RIPE is a cooperative effort among its members with no central funding. There is no centrally managed RIPE backbone with operations staff running responsible for connectivity. Thus operational problems have to be solved in a distributed manner. For this to work network configuration information, network status information and operational contact information must be available to operations staff of all RIPE members. With this information operations staff of a RIPE member can pinpoint the causes of a problem and contact the appropriate operations staff of another member quickly. Without this information, locating problems would either take people and time or be impossible.

The purpose of this recommendation is to give guidance to the RIPE member organizations on how to manage their IP routers in a way that provides a maximum of necessary information to other RIPE members while maintaining full operational authority over their own routers. This recommendation should be followed for all routers on links between RIPE member organizations. Most of the recommendations should also be applied to internal routers.

Router Access

All RIPE IP routers should be accessible using telnet from any other RIPE router; there should not be any restrictions, of any kind, between two routers. The non-privileged password should be well known and should be given to any RIPE operational staff asking for it. Router operators should consider to set up access-lists in order to avoid unallowed connections from the router. It should however always be possible to connect from a RIPE router to another one.

All RIPE router should be fully registered in the Domain Name system. When possible, all interfaces are registered under the same domain name.

=== Provided information ===
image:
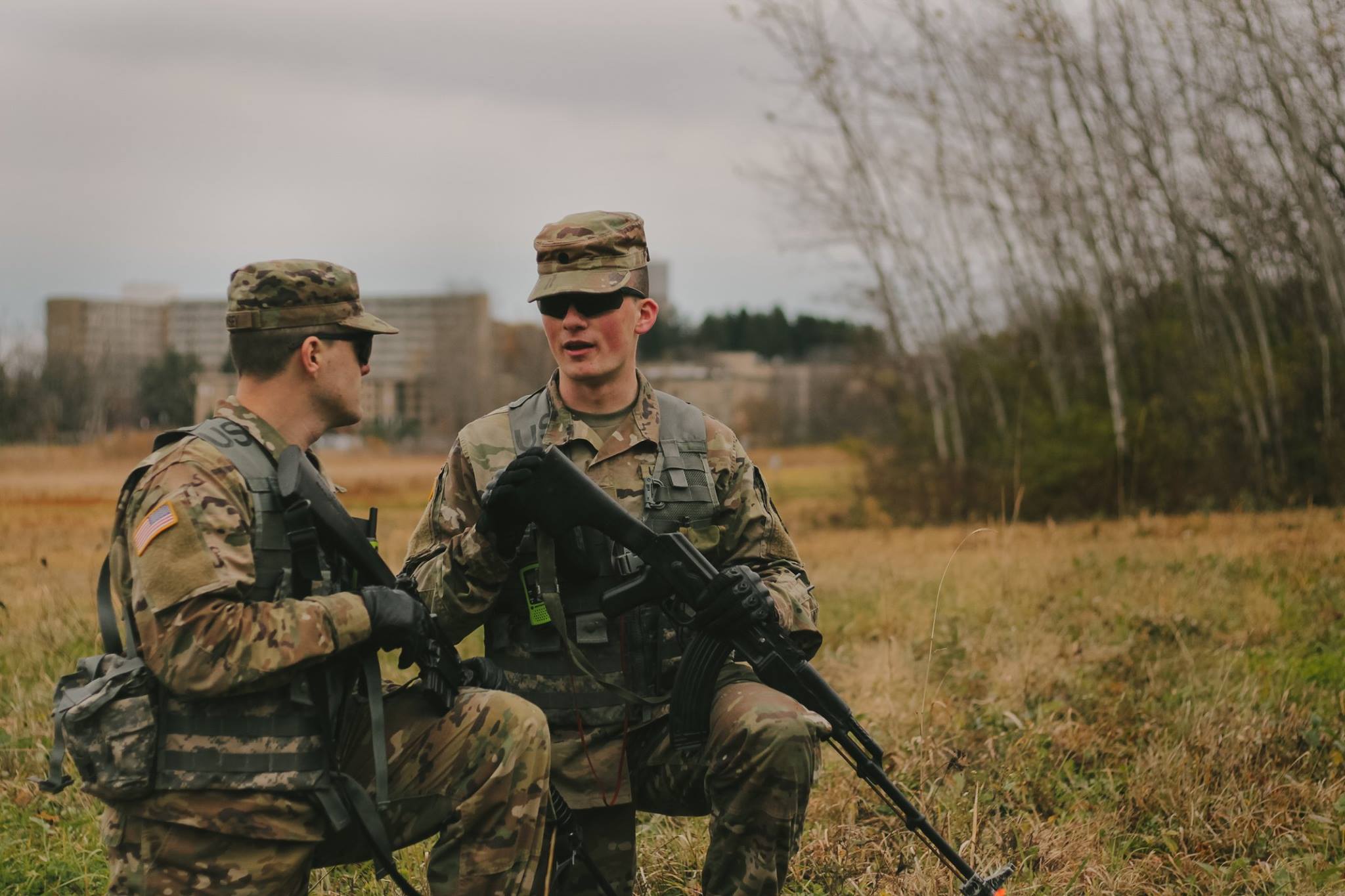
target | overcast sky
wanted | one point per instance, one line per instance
(420, 142)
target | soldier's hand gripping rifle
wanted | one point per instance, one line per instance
(562, 498)
(441, 671)
(307, 492)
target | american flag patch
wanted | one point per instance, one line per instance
(162, 517)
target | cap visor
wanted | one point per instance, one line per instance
(585, 281)
(369, 323)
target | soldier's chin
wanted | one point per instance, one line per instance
(347, 417)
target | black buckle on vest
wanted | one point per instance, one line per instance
(626, 563)
(651, 494)
(303, 540)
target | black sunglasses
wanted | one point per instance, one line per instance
(363, 343)
(588, 305)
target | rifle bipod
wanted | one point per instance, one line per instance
(568, 830)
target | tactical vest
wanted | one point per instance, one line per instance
(264, 740)
(640, 649)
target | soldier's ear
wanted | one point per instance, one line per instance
(310, 355)
(649, 313)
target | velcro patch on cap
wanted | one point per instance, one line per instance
(162, 519)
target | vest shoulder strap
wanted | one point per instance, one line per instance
(682, 484)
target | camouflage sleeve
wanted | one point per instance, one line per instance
(462, 581)
(190, 562)
(752, 534)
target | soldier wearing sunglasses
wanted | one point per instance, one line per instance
(481, 565)
(265, 762)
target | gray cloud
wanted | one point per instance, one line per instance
(420, 142)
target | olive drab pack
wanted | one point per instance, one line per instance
(129, 738)
(549, 625)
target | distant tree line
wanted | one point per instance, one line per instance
(768, 333)
(1106, 242)
(43, 399)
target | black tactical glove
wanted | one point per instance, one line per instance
(503, 512)
(397, 620)
(734, 598)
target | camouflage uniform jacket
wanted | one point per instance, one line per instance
(198, 634)
(463, 582)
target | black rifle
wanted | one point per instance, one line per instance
(562, 498)
(440, 671)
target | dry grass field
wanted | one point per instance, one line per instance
(1147, 706)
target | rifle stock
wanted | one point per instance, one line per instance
(562, 498)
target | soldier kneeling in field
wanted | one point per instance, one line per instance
(479, 563)
(242, 753)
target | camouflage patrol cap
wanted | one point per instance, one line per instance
(594, 251)
(298, 292)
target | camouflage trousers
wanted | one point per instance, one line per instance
(477, 778)
(752, 779)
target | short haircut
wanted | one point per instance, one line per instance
(263, 354)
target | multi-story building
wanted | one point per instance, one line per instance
(437, 373)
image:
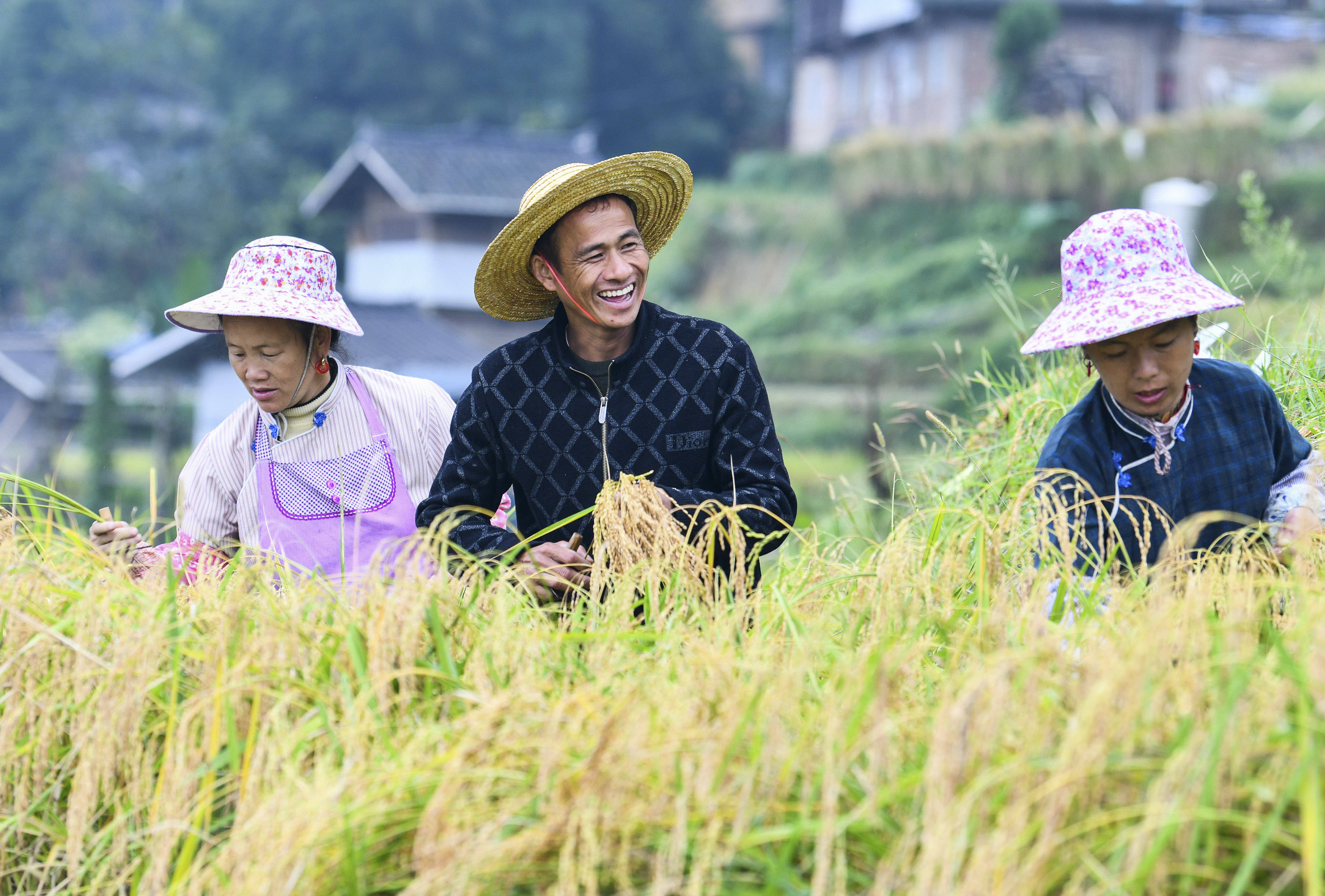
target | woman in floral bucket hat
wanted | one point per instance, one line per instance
(1164, 429)
(325, 464)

=== Exercise requirements ===
a) In the router recommendation, who should be given the non-privileged password?
b) Identify every line of the rows that contains the string "black". Case counts.

=== Expected responses ===
a) Any RIPE operational staff who asks for it.

b)
target | black buckle on vest
target | black sunglasses
target | black tactical glove
target | black rifle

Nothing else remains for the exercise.